AMP PD Use Cases

Quality Control Using Terra & Jupyter Notebooks

"Cloud computing allowed us to speed up the quality control process.  We collaborated with Verily and the Broad Institute and used the Terra platform to both implement standard processing pipeline for whole genome sequence data and perform the quality controls needed for us to be confident in our data.  We expect researchers will find these and other notebooks available useful.  We look forward to future collaborations and seeing what tools the community creates for the analysis of this data."

- Lead WGS WG Scientist

The AMP PD public-private partners, through an AMP PD Whole Genome Sequencing Working Subgroup (WGS WG) worked together to provide quality control (QC) to ensure information from the thousands of whole genome sequences that they generated met inclusion criteria for release on the AMP PD Knowledge Platform.

────────────────────────────────────────

# Your assignment
Copy out the full AMP PD quality control text word for word, keeping every line and its punctuation unchanged.

────────────────────────────────────────

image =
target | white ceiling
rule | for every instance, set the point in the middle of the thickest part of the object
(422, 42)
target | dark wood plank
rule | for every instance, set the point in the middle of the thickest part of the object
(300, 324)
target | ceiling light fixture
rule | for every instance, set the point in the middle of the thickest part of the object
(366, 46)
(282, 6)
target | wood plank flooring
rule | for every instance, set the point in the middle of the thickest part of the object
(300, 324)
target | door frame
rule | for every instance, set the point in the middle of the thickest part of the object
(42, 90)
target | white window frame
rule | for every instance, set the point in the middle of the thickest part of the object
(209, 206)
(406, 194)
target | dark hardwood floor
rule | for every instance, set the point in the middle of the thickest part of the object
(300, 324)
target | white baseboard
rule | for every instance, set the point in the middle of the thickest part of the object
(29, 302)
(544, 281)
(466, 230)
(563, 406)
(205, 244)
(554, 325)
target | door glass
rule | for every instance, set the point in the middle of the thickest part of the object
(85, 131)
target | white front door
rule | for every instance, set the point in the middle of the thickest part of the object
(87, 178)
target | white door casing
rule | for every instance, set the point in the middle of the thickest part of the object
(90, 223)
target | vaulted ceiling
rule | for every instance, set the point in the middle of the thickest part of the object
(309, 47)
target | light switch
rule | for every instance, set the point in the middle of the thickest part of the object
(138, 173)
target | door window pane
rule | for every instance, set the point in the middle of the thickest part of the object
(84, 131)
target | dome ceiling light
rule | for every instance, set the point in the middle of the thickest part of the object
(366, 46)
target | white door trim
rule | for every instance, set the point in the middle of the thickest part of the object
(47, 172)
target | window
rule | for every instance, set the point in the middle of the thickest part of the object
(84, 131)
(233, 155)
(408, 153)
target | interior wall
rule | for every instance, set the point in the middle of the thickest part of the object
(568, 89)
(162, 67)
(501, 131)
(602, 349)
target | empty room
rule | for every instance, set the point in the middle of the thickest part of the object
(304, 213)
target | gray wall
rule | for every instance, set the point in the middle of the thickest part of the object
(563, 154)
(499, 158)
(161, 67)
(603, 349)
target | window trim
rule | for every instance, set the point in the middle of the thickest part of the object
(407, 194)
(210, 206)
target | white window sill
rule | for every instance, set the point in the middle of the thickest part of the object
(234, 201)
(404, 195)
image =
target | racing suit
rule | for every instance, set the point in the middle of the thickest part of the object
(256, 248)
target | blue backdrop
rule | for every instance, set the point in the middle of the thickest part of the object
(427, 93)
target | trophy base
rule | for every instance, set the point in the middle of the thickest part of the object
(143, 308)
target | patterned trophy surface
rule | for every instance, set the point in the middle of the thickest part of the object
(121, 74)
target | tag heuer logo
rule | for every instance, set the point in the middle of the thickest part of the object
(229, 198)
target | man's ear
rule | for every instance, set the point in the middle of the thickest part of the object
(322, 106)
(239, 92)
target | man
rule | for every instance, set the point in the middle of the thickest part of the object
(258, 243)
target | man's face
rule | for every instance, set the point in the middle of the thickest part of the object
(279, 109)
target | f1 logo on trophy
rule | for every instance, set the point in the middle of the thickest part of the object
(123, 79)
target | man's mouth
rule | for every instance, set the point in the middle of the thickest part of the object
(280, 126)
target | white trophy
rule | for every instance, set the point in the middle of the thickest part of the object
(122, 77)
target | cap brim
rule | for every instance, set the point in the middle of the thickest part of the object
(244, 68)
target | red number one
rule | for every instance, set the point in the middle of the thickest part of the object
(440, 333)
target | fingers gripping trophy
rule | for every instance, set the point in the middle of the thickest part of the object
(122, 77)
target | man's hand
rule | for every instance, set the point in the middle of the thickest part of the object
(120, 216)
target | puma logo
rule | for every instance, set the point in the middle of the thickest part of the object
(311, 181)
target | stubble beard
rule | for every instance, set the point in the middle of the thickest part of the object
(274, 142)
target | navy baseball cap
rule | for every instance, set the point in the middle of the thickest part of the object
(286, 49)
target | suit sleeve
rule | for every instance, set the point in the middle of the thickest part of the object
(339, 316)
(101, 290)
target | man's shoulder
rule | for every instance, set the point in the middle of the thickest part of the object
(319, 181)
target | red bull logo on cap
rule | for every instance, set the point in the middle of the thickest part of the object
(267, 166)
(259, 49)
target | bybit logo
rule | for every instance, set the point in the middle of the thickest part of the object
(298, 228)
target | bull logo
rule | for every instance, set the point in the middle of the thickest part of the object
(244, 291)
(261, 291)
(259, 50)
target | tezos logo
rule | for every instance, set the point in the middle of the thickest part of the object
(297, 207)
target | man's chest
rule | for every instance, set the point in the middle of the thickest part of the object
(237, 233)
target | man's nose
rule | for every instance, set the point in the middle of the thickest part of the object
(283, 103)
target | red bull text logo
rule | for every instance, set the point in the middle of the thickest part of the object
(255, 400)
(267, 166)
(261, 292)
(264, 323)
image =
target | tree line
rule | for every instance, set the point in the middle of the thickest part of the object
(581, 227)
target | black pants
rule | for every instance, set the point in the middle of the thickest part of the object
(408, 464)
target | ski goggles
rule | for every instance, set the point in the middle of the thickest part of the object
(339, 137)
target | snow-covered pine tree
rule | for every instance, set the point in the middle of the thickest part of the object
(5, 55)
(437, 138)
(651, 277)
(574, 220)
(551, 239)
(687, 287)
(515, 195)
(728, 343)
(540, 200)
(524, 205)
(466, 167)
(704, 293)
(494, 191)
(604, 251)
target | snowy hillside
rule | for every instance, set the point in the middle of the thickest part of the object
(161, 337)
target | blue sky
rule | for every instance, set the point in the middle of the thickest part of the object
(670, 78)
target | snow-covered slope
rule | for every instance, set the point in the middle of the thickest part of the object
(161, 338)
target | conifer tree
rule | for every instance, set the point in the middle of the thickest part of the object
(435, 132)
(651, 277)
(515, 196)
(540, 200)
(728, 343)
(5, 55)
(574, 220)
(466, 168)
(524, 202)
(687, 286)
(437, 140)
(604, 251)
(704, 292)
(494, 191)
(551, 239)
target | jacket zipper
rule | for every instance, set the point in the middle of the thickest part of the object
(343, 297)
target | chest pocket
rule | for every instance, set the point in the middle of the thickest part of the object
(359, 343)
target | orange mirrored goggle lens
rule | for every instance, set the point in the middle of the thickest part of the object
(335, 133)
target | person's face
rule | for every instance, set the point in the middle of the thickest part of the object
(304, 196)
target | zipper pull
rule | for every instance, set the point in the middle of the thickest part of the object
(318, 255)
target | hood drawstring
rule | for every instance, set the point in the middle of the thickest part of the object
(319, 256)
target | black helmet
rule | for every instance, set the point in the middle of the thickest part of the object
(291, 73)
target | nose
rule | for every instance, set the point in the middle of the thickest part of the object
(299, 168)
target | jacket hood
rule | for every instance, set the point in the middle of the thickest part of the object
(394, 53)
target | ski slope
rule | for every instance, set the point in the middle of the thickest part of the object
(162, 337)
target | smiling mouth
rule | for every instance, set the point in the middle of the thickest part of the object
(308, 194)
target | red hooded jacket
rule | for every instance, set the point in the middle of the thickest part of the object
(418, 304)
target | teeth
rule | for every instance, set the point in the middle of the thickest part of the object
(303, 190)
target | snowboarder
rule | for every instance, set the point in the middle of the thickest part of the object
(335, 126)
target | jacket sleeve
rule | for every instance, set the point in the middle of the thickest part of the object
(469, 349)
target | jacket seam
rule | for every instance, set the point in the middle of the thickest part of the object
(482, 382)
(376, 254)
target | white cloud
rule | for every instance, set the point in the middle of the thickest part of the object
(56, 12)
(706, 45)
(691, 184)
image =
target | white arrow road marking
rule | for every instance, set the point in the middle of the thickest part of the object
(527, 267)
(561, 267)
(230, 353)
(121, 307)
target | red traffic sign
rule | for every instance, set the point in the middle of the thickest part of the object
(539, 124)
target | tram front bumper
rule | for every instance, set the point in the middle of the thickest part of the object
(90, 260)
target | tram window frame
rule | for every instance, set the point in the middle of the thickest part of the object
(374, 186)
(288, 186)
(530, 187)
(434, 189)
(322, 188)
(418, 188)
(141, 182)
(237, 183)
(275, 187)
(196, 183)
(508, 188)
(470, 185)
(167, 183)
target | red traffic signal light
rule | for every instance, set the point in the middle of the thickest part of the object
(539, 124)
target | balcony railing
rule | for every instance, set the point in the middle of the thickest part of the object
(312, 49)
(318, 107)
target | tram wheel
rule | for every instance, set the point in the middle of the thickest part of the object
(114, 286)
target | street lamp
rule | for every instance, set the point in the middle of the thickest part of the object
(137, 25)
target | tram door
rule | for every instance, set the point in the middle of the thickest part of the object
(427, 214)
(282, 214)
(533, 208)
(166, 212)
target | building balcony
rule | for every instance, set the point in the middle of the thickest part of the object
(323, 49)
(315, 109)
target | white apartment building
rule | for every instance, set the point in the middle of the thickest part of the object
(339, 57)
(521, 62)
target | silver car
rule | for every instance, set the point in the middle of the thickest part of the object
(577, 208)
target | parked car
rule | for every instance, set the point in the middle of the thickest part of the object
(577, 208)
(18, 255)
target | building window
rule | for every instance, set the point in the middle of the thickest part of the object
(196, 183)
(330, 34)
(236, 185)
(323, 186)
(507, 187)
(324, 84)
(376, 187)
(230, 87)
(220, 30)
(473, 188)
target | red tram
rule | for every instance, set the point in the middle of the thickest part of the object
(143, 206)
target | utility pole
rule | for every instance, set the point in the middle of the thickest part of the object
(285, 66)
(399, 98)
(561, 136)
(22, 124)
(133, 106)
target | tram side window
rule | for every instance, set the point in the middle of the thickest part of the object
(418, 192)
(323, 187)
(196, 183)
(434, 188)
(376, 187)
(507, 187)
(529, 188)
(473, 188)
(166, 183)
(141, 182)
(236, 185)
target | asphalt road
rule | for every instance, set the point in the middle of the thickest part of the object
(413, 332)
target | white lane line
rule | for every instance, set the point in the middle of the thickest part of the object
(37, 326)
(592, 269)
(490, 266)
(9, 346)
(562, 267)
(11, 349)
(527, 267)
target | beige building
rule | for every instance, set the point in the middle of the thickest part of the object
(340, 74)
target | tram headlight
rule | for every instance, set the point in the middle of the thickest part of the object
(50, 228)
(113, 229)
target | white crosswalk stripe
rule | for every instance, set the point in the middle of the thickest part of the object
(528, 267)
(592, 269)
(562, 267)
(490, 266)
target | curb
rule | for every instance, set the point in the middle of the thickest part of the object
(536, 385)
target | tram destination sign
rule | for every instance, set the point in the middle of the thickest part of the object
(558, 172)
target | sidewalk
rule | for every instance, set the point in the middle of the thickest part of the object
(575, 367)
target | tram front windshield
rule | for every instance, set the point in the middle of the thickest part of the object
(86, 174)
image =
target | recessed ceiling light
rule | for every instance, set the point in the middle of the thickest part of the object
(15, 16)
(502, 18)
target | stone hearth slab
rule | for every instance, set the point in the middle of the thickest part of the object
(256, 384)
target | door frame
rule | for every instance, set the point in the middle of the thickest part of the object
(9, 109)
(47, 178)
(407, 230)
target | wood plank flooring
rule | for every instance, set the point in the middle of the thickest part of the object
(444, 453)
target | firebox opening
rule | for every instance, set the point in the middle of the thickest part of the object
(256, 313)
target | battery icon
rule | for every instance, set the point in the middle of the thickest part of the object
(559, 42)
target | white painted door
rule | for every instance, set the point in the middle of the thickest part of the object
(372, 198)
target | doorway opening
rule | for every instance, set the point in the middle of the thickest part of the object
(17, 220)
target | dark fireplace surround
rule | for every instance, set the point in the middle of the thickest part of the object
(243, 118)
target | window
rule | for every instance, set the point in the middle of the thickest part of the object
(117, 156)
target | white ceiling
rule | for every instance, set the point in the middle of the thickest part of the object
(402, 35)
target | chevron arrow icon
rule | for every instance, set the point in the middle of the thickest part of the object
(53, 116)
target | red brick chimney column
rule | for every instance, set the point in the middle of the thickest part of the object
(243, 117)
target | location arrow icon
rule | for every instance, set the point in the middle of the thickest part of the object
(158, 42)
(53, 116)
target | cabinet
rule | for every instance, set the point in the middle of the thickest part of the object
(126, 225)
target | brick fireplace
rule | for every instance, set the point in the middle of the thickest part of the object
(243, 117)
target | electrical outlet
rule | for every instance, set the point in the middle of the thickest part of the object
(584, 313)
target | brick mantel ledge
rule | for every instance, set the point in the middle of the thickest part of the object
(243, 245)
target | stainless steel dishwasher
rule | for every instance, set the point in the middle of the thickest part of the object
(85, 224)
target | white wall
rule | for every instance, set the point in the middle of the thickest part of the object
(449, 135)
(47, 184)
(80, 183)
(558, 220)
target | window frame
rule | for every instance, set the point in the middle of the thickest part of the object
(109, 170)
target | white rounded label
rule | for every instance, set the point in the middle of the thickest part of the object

────────────────────────────────────────

# Expected answer
AMP PD Use Cases

Quality Control Using Terra & Jupyter Notebooks

"Cloud computing allowed us to speed up the quality control process.  We collaborated with Verily and the Broad Institute and used the Terra platform to both implement standard processing pipeline for whole genome sequence data and perform the quality controls needed for us to be confident in our data.  We expect researchers will find these and other notebooks available useful.  We look forward to future collaborations and seeing what tools the community creates for the analysis of this data."

- Lead WGS WG Scientist

The AMP PD public-private partners, through an AMP PD Whole Genome Sequencing Working Subgroup (WGS WG) worked together to provide quality control (QC) to ensure information from the thousands of whole genome sequences that they generated met inclusion criteria for release on the AMP PD Knowledge Platform.